EXCERPT PROVIDED =
When dealing with a terrible personality, sometimes ghosting is not the most effective route. If he’s not getting the point, unleashing your mighty shade will do the trick. It’s mean, but effective.

Even with this effort, they may continue to text you! It’s impressive how unfazed they are. Time to get serious and figure out to get them to stop texting you for good. Unleash your full capacity shade.

Good times

He was obsessive

Cringeworthy may be the top descriptor for this next ghosting victim.

I like to believe that love at first sight exists. I also believe that it can exist for one and not the other. When you can’t find a single means to be attracted to a person when they are clearly entirely enamored by you, it’s cause for disaster.

Constant reminders of your beauty, desperate pleas when you take too long to reply, and long texts about his day-old feelings for you are enough to make you want to run away, and fast.

REQUESTS =
1) Transcribe the part of the ghosting excerpt starting at "Even with this" and ending at "next ghosting victim.".
2) Turn the paragraph of the ghosting excerpt that begins "Constant reminders of your beauty" into a short list that keeps its main points.

(Labeled area outline items)
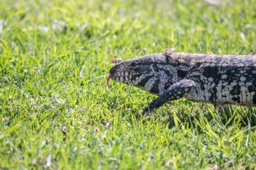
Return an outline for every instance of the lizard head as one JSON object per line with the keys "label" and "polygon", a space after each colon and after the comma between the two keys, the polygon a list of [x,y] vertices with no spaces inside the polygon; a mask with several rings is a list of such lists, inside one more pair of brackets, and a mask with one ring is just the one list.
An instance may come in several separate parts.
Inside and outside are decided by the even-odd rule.
{"label": "lizard head", "polygon": [[[153,54],[125,60],[112,67],[108,80],[112,79],[159,94],[159,83],[164,77],[164,64],[166,62],[169,62],[169,58],[164,54]],[[168,76],[165,77],[167,79]]]}

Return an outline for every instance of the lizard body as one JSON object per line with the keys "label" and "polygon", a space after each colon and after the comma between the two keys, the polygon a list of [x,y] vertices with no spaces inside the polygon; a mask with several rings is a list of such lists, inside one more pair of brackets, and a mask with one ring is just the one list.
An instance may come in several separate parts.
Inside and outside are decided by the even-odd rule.
{"label": "lizard body", "polygon": [[256,56],[156,53],[113,66],[109,78],[159,96],[143,112],[181,97],[256,107]]}

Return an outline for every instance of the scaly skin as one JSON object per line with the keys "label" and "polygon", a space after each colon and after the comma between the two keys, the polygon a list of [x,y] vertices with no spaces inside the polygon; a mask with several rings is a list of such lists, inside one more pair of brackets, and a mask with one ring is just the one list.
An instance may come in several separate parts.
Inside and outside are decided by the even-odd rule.
{"label": "scaly skin", "polygon": [[159,95],[143,113],[181,97],[256,106],[256,56],[156,53],[124,60],[110,78]]}

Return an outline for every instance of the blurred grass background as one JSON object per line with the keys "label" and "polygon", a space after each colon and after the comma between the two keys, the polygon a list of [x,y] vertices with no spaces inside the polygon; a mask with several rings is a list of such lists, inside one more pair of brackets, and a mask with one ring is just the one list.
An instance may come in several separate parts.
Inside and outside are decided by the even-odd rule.
{"label": "blurred grass background", "polygon": [[256,1],[0,0],[0,169],[253,169],[254,108],[110,82],[110,60],[255,50]]}

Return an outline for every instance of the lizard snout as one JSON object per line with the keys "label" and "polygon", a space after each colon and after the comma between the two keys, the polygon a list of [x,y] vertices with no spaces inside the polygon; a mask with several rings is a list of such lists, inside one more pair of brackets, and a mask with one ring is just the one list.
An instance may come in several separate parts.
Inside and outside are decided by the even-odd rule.
{"label": "lizard snout", "polygon": [[115,73],[116,73],[116,69],[115,69],[115,67],[112,67],[112,68],[110,69],[110,70],[109,71],[109,73],[110,73],[110,75],[114,75]]}

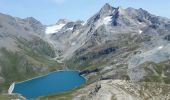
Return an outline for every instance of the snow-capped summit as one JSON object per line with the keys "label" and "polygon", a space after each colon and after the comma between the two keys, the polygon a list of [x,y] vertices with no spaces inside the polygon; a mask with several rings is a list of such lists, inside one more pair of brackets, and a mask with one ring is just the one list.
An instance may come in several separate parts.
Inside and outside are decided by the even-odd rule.
{"label": "snow-capped summit", "polygon": [[45,33],[46,34],[53,34],[59,32],[66,24],[58,24],[46,27]]}

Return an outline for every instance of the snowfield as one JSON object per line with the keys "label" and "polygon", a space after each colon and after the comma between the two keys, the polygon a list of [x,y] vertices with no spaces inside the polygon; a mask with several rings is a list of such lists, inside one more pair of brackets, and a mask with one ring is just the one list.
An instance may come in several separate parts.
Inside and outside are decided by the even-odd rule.
{"label": "snowfield", "polygon": [[46,28],[45,33],[53,34],[53,33],[59,32],[64,26],[65,26],[65,24],[49,26]]}

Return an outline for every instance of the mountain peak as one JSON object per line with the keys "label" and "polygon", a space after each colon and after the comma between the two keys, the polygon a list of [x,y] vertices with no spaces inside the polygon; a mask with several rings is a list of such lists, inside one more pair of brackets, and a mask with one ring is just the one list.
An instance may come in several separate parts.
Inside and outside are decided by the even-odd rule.
{"label": "mountain peak", "polygon": [[59,19],[56,24],[67,24],[68,22],[71,22],[68,19]]}
{"label": "mountain peak", "polygon": [[106,11],[106,10],[113,10],[113,7],[109,4],[109,3],[106,3],[102,9],[103,11]]}

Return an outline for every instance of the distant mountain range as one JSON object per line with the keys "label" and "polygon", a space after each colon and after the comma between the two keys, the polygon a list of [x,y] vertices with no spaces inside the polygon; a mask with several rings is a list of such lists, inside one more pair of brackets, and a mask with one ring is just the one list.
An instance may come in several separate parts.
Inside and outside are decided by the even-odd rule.
{"label": "distant mountain range", "polygon": [[58,69],[90,72],[84,75],[89,83],[118,79],[169,84],[169,65],[170,19],[141,8],[105,4],[86,22],[61,19],[50,26],[32,17],[0,14],[1,92],[12,82]]}

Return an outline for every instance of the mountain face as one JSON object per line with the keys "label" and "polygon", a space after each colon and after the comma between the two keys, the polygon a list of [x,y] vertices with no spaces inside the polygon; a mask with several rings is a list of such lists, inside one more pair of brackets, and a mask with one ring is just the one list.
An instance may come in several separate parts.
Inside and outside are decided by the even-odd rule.
{"label": "mountain face", "polygon": [[0,14],[0,92],[12,82],[59,68],[52,60],[53,46],[43,38],[44,30],[45,26],[34,18]]}
{"label": "mountain face", "polygon": [[[131,95],[125,93],[126,89],[132,86],[136,93],[136,88],[145,88],[147,83],[133,82],[170,83],[169,42],[170,19],[141,8],[123,9],[105,4],[86,22],[61,19],[50,26],[32,17],[20,19],[0,14],[0,84],[67,67],[84,71],[89,84],[101,80],[102,90],[95,92],[97,95],[91,94],[94,99],[118,84],[122,86],[112,87],[119,90],[109,96],[123,100],[119,98],[119,93],[123,93],[123,97],[141,100],[144,97],[140,93]],[[130,80],[130,83],[116,83],[115,79]],[[90,88],[88,85],[77,91],[74,99],[84,96],[92,99],[88,92],[81,95],[82,91],[91,91]],[[141,93],[156,97],[148,92],[156,93],[156,90],[145,88]],[[160,95],[159,98],[165,96]]]}

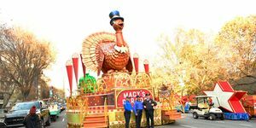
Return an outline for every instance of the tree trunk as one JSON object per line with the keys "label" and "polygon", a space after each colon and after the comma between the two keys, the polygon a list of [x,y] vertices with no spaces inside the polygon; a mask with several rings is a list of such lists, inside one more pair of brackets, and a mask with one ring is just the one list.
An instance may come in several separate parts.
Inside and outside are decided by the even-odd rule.
{"label": "tree trunk", "polygon": [[10,94],[8,94],[8,93],[3,94],[3,106],[1,108],[4,108],[7,106],[10,97],[11,97]]}

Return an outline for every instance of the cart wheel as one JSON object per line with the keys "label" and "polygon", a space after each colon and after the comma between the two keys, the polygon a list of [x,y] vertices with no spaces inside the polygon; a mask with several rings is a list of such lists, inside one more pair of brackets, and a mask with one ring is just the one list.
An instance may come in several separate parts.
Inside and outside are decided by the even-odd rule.
{"label": "cart wheel", "polygon": [[211,113],[210,116],[209,116],[209,119],[210,120],[214,120],[215,119],[215,115]]}
{"label": "cart wheel", "polygon": [[197,113],[195,112],[193,113],[193,118],[194,119],[198,119],[198,115],[197,115]]}

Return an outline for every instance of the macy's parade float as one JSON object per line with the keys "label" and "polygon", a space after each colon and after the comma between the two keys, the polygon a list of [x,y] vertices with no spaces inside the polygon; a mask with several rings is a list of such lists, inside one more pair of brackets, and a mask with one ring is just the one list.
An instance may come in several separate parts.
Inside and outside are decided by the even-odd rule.
{"label": "macy's parade float", "polygon": [[[118,11],[109,14],[110,25],[115,34],[96,32],[83,42],[82,53],[74,54],[66,64],[70,96],[67,97],[68,127],[125,127],[123,103],[126,96],[145,98],[147,93],[158,104],[154,107],[154,125],[168,124],[181,119],[174,109],[174,96],[171,90],[160,92],[152,84],[148,61],[145,60],[145,72],[139,72],[139,57],[131,58],[128,44],[124,40],[124,18]],[[79,60],[81,60],[84,76],[78,81]],[[134,65],[134,66],[133,66]],[[133,72],[133,67],[135,72]],[[97,73],[96,79],[86,73],[90,69]],[[78,95],[72,94],[73,72],[78,84]],[[143,112],[144,113],[144,112]],[[131,114],[131,127],[135,127],[135,115]],[[145,113],[142,126],[146,125]]]}

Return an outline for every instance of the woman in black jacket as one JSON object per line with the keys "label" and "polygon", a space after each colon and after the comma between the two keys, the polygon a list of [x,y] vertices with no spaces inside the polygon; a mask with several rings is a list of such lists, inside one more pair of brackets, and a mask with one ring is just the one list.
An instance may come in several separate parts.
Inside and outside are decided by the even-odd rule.
{"label": "woman in black jacket", "polygon": [[29,113],[25,118],[24,125],[26,128],[40,128],[41,119],[40,117],[36,113],[37,108],[32,106],[30,108]]}

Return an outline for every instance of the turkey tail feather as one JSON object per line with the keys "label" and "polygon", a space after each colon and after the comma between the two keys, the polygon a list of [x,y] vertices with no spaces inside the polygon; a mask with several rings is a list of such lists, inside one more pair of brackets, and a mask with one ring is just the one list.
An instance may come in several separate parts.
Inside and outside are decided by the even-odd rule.
{"label": "turkey tail feather", "polygon": [[82,56],[86,68],[98,73],[102,68],[104,54],[101,49],[102,44],[116,42],[115,35],[109,32],[96,32],[88,36],[83,41]]}

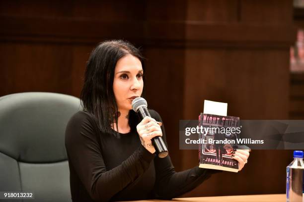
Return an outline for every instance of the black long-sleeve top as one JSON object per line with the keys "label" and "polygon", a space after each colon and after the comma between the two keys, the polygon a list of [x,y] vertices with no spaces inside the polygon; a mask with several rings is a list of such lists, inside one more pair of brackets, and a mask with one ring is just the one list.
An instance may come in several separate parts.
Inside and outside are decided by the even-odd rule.
{"label": "black long-sleeve top", "polygon": [[[162,121],[156,112],[149,111]],[[117,138],[101,133],[94,120],[79,111],[67,127],[73,202],[170,199],[192,190],[215,172],[198,166],[176,172],[169,155],[160,158],[150,153],[136,130]],[[164,128],[161,128],[166,145]]]}

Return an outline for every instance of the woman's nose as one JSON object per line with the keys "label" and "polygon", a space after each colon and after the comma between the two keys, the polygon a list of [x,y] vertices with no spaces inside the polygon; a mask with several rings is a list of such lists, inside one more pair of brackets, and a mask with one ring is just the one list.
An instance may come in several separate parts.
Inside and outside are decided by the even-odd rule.
{"label": "woman's nose", "polygon": [[131,86],[131,90],[138,90],[141,87],[141,84],[140,81],[137,79],[137,78],[133,79],[132,81],[132,85]]}

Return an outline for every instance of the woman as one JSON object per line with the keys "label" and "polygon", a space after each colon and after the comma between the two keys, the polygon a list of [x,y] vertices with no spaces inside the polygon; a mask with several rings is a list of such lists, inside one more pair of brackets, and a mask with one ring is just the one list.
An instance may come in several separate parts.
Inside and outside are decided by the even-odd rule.
{"label": "woman", "polygon": [[[73,201],[172,199],[216,171],[195,167],[176,172],[168,155],[155,155],[151,140],[162,136],[159,114],[141,121],[132,110],[144,90],[143,57],[130,44],[106,41],[92,52],[80,96],[83,111],[70,120],[66,146]],[[240,152],[243,152],[241,151]],[[249,153],[235,153],[242,168]]]}

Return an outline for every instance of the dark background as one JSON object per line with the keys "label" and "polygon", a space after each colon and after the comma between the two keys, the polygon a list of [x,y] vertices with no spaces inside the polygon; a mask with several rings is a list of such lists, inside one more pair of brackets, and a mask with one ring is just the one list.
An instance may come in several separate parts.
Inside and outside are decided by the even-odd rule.
{"label": "dark background", "polygon": [[[304,74],[290,70],[304,11],[292,0],[1,0],[0,15],[0,96],[79,97],[98,43],[142,47],[146,98],[177,171],[198,165],[197,151],[179,150],[178,124],[197,119],[204,100],[228,102],[242,119],[304,118]],[[253,151],[239,173],[214,175],[183,197],[284,193],[292,159],[291,151]]]}

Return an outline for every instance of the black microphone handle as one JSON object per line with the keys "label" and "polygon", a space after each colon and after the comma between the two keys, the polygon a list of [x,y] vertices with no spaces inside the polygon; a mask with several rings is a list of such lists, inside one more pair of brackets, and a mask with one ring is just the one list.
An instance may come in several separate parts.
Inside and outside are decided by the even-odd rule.
{"label": "black microphone handle", "polygon": [[[148,108],[146,107],[139,107],[137,111],[137,114],[139,115],[142,119],[143,119],[146,116],[151,117]],[[152,138],[152,142],[159,158],[164,158],[168,155],[168,150],[161,137],[154,137]]]}

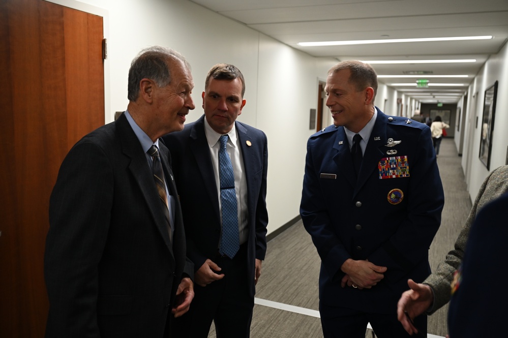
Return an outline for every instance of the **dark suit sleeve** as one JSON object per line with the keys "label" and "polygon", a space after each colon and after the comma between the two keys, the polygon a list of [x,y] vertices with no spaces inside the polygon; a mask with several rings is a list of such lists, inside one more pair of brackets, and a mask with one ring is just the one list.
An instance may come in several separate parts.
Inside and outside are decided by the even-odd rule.
{"label": "dark suit sleeve", "polygon": [[429,248],[441,224],[444,204],[430,130],[424,129],[414,141],[416,149],[413,159],[409,159],[409,185],[404,197],[408,199],[406,214],[389,240],[369,257],[374,264],[388,267],[385,277],[392,282],[428,261]]}
{"label": "dark suit sleeve", "polygon": [[111,166],[103,150],[75,145],[50,200],[44,273],[49,299],[47,336],[99,336],[98,266],[110,223]]}
{"label": "dark suit sleeve", "polygon": [[266,253],[266,227],[268,211],[266,209],[266,176],[268,173],[268,142],[263,133],[263,173],[259,196],[256,208],[256,258],[263,260]]}

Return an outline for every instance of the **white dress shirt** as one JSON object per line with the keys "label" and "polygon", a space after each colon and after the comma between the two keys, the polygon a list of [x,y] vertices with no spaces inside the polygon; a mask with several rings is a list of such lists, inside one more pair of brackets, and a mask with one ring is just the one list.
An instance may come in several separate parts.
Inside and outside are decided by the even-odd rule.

PROBLEM SOLUTIONS =
1)
Even with this effort, they may continue to text you! It’s impressive how unfazed they are. Time to get serious and figure out to get them to stop texting you for good. Unleash your full capacity shade.

Good times

He was obsessive

Cringeworthy may be the top descriptor for this next ghosting victim.

2)
- Constant reminders of your beauty
- Desperate pleas when you take too long to reply
- Long texts about his day-old feelings for you
- Together, these are enough to make you want to run away, and fast.